:: Exercise prompt ::
Could you print all the entries exactly?

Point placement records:
------------
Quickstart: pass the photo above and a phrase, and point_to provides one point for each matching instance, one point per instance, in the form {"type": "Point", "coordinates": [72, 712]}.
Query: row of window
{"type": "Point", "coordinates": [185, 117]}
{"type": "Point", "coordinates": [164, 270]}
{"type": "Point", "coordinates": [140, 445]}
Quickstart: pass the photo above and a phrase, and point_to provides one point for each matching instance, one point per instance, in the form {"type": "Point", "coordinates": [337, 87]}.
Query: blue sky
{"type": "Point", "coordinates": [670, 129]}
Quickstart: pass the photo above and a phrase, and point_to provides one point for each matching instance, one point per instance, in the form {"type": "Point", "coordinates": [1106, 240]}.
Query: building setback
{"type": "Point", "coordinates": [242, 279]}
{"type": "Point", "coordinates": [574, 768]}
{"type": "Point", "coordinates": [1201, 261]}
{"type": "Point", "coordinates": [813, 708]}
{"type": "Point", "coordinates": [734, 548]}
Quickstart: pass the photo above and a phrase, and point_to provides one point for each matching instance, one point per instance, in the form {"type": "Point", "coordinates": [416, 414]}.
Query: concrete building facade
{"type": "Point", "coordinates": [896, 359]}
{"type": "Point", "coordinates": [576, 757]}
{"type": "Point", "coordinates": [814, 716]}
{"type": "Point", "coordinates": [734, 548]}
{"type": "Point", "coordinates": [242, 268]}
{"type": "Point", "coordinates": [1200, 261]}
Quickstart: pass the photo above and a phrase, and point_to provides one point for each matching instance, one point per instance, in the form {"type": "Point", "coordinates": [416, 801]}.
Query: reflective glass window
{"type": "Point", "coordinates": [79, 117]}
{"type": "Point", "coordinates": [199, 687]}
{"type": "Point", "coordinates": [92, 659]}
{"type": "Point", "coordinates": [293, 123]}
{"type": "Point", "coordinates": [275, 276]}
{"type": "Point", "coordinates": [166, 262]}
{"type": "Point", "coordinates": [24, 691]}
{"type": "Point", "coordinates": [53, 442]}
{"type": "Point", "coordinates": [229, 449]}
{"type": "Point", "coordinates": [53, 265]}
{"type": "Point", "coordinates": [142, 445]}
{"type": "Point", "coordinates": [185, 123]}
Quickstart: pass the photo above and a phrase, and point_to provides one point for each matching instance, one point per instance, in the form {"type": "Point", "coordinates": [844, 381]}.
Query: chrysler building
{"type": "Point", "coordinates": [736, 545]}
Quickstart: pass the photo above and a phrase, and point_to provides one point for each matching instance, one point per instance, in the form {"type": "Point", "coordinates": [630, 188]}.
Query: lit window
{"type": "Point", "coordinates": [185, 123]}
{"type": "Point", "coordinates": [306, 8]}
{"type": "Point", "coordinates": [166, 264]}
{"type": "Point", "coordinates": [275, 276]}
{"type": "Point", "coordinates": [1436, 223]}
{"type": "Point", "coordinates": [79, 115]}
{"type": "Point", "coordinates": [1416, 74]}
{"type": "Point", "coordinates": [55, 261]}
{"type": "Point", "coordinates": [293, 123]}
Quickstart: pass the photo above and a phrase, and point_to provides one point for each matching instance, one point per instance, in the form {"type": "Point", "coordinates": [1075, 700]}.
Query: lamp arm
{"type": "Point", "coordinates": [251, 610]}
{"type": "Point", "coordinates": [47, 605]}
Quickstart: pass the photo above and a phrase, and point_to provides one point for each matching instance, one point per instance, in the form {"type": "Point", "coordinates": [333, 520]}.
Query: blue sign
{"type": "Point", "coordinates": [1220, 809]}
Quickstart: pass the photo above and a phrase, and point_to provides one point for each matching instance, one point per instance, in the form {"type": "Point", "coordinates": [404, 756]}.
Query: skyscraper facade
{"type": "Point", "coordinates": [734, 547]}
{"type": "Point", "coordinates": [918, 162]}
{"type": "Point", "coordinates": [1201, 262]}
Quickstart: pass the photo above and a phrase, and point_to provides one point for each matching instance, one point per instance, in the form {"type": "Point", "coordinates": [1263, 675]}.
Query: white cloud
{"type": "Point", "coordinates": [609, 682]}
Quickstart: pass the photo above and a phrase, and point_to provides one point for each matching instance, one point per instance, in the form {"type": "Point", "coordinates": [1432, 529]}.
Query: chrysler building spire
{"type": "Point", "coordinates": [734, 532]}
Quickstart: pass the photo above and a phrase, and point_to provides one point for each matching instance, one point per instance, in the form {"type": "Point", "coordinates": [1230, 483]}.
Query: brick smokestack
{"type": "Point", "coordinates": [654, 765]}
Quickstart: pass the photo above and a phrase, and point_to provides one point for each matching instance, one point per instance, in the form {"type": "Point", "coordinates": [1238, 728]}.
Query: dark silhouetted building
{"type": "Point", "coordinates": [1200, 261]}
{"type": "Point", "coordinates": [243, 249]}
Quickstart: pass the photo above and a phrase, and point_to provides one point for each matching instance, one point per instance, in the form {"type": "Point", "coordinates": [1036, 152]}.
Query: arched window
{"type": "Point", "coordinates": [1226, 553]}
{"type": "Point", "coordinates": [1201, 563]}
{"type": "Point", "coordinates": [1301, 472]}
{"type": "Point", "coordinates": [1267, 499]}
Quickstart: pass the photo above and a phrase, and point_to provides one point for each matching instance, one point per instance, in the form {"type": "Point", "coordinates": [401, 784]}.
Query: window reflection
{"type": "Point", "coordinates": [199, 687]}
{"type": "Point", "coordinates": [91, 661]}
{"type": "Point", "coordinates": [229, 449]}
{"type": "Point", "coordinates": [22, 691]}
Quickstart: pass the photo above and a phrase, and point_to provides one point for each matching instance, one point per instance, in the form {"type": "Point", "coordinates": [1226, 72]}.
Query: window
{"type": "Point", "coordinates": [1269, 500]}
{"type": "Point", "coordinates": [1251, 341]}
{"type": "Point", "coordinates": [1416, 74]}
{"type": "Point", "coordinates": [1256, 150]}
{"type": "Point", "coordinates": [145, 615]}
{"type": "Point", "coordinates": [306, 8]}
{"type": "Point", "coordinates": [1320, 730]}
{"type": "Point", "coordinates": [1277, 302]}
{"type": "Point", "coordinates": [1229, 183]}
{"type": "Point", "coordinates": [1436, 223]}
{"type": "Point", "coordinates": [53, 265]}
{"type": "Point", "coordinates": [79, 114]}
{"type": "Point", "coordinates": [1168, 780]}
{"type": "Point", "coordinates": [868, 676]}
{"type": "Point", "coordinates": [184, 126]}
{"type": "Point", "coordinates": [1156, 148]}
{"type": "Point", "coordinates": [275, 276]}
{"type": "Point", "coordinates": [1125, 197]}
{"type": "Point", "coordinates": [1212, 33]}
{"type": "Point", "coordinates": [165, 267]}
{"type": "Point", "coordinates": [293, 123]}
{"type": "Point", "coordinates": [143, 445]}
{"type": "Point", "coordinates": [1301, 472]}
------------
:: Finished exercise ::
Quickstart: pass the photo above and a phrase, and point_to provides one point for each matching instance, one point per instance, in the form {"type": "Point", "coordinates": [72, 712]}.
Query: row of window
{"type": "Point", "coordinates": [185, 117]}
{"type": "Point", "coordinates": [164, 270]}
{"type": "Point", "coordinates": [140, 445]}
Quickstart: pass the photo above and a phrase, and point_to provides one point for each matching instance, one point per instance, in the form {"type": "Point", "coordinates": [337, 87]}.
Query: blue sky
{"type": "Point", "coordinates": [670, 129]}
Quickstart: pass the photo above and a phrase, and point_to provides one point for each matching instance, one point per instance, in the form {"type": "Point", "coordinates": [1106, 240]}.
Query: building setback
{"type": "Point", "coordinates": [242, 279]}
{"type": "Point", "coordinates": [574, 768]}
{"type": "Point", "coordinates": [1201, 261]}
{"type": "Point", "coordinates": [813, 708]}
{"type": "Point", "coordinates": [734, 548]}
Quickstart: pass the photo above and a phrase, and point_to provides one point for each matching instance, one point per instance, in the form {"type": "Point", "coordinates": [416, 414]}.
Query: concrete building facade
{"type": "Point", "coordinates": [896, 359]}
{"type": "Point", "coordinates": [576, 757]}
{"type": "Point", "coordinates": [814, 716]}
{"type": "Point", "coordinates": [734, 548]}
{"type": "Point", "coordinates": [242, 268]}
{"type": "Point", "coordinates": [1200, 261]}
Quickstart: pass the photo above and a phrase, and point_to provides one point for each matching instance, one point per instance, in the form {"type": "Point", "coordinates": [416, 801]}.
Query: reflective glass window
{"type": "Point", "coordinates": [79, 117]}
{"type": "Point", "coordinates": [199, 687]}
{"type": "Point", "coordinates": [92, 659]}
{"type": "Point", "coordinates": [293, 123]}
{"type": "Point", "coordinates": [275, 276]}
{"type": "Point", "coordinates": [166, 262]}
{"type": "Point", "coordinates": [24, 691]}
{"type": "Point", "coordinates": [53, 442]}
{"type": "Point", "coordinates": [229, 449]}
{"type": "Point", "coordinates": [53, 265]}
{"type": "Point", "coordinates": [142, 445]}
{"type": "Point", "coordinates": [185, 123]}
Quickstart: pass the photo above and a phrase, and point_to provides one point for each matching instance, one point per instance, in the form {"type": "Point", "coordinates": [844, 381]}.
Query: chrysler building
{"type": "Point", "coordinates": [736, 545]}
Quickstart: pass the photo above and a phrase, and point_to provides one point for each matching instance, one point per instance, in the form {"type": "Point", "coordinates": [630, 188]}.
Query: lit window
{"type": "Point", "coordinates": [185, 123]}
{"type": "Point", "coordinates": [306, 8]}
{"type": "Point", "coordinates": [166, 264]}
{"type": "Point", "coordinates": [275, 276]}
{"type": "Point", "coordinates": [1436, 223]}
{"type": "Point", "coordinates": [79, 115]}
{"type": "Point", "coordinates": [1416, 74]}
{"type": "Point", "coordinates": [55, 261]}
{"type": "Point", "coordinates": [293, 123]}
Quickstart: pass the photo above and a phrase, and point_to provides one point for each matching instance, one point per instance, in the form {"type": "Point", "coordinates": [1075, 700]}.
Query: lamp arm
{"type": "Point", "coordinates": [251, 610]}
{"type": "Point", "coordinates": [47, 605]}
Quickstart: pass the photo above and a phrase, and point_to provides one point for each matching instance, one point per instance, in the form {"type": "Point", "coordinates": [333, 520]}.
Query: blue sign
{"type": "Point", "coordinates": [1220, 809]}
Quickstart: pass the photo above and a phrase, and point_to provides one point for each matching instance, one point per instance, in the form {"type": "Point", "coordinates": [404, 756]}.
Query: skyscraper facade
{"type": "Point", "coordinates": [734, 547]}
{"type": "Point", "coordinates": [918, 162]}
{"type": "Point", "coordinates": [1201, 262]}
Quickstart: pass the photo above and a phrase, and point_to provides one point for each matching instance, one point per instance, in the form {"type": "Point", "coordinates": [1263, 675]}.
Query: white cloud
{"type": "Point", "coordinates": [609, 682]}
Quickstart: pass the photo above and a phrase, and point_to provides one point for each matching instance, one point per instance, in the form {"type": "Point", "coordinates": [1432, 529]}.
Query: chrysler building spire
{"type": "Point", "coordinates": [734, 532]}
Quickstart: pass the photo above and a phrase, and point_to provides one point for each matching instance, one point per instance, in the form {"type": "Point", "coordinates": [1230, 483]}.
Query: brick smokestack
{"type": "Point", "coordinates": [654, 765]}
Quickstart: pass the photo above and a phrase, and point_to provides one point for each matching instance, one point per instance, in the form {"type": "Point", "coordinates": [1238, 728]}.
Query: dark silhouetted building
{"type": "Point", "coordinates": [1200, 261]}
{"type": "Point", "coordinates": [243, 249]}
Quickstart: pass the photo above and a phrase, and point_to provides one point for each matching instance, one point per instance, in the form {"type": "Point", "coordinates": [1036, 152]}.
Query: arched window
{"type": "Point", "coordinates": [1226, 553]}
{"type": "Point", "coordinates": [1201, 563]}
{"type": "Point", "coordinates": [1301, 472]}
{"type": "Point", "coordinates": [1267, 499]}
Quickstart: pass the photo above and a phrase, and point_to provides one point for each matching instance, one point per instance, in the form {"type": "Point", "coordinates": [401, 784]}.
Query: window reflection
{"type": "Point", "coordinates": [199, 687]}
{"type": "Point", "coordinates": [91, 661]}
{"type": "Point", "coordinates": [229, 449]}
{"type": "Point", "coordinates": [22, 691]}
Quickstart: pass the photo above and a phrase, and point_to provides one point for each matching instance, one point per instance, in the form {"type": "Point", "coordinates": [1226, 72]}.
Query: window
{"type": "Point", "coordinates": [1269, 500]}
{"type": "Point", "coordinates": [1251, 341]}
{"type": "Point", "coordinates": [1416, 74]}
{"type": "Point", "coordinates": [1256, 150]}
{"type": "Point", "coordinates": [145, 615]}
{"type": "Point", "coordinates": [306, 8]}
{"type": "Point", "coordinates": [1320, 730]}
{"type": "Point", "coordinates": [1277, 302]}
{"type": "Point", "coordinates": [1229, 183]}
{"type": "Point", "coordinates": [1436, 223]}
{"type": "Point", "coordinates": [53, 265]}
{"type": "Point", "coordinates": [79, 114]}
{"type": "Point", "coordinates": [1168, 780]}
{"type": "Point", "coordinates": [868, 676]}
{"type": "Point", "coordinates": [184, 126]}
{"type": "Point", "coordinates": [1156, 148]}
{"type": "Point", "coordinates": [275, 276]}
{"type": "Point", "coordinates": [1125, 197]}
{"type": "Point", "coordinates": [1212, 33]}
{"type": "Point", "coordinates": [165, 267]}
{"type": "Point", "coordinates": [293, 123]}
{"type": "Point", "coordinates": [143, 445]}
{"type": "Point", "coordinates": [1301, 472]}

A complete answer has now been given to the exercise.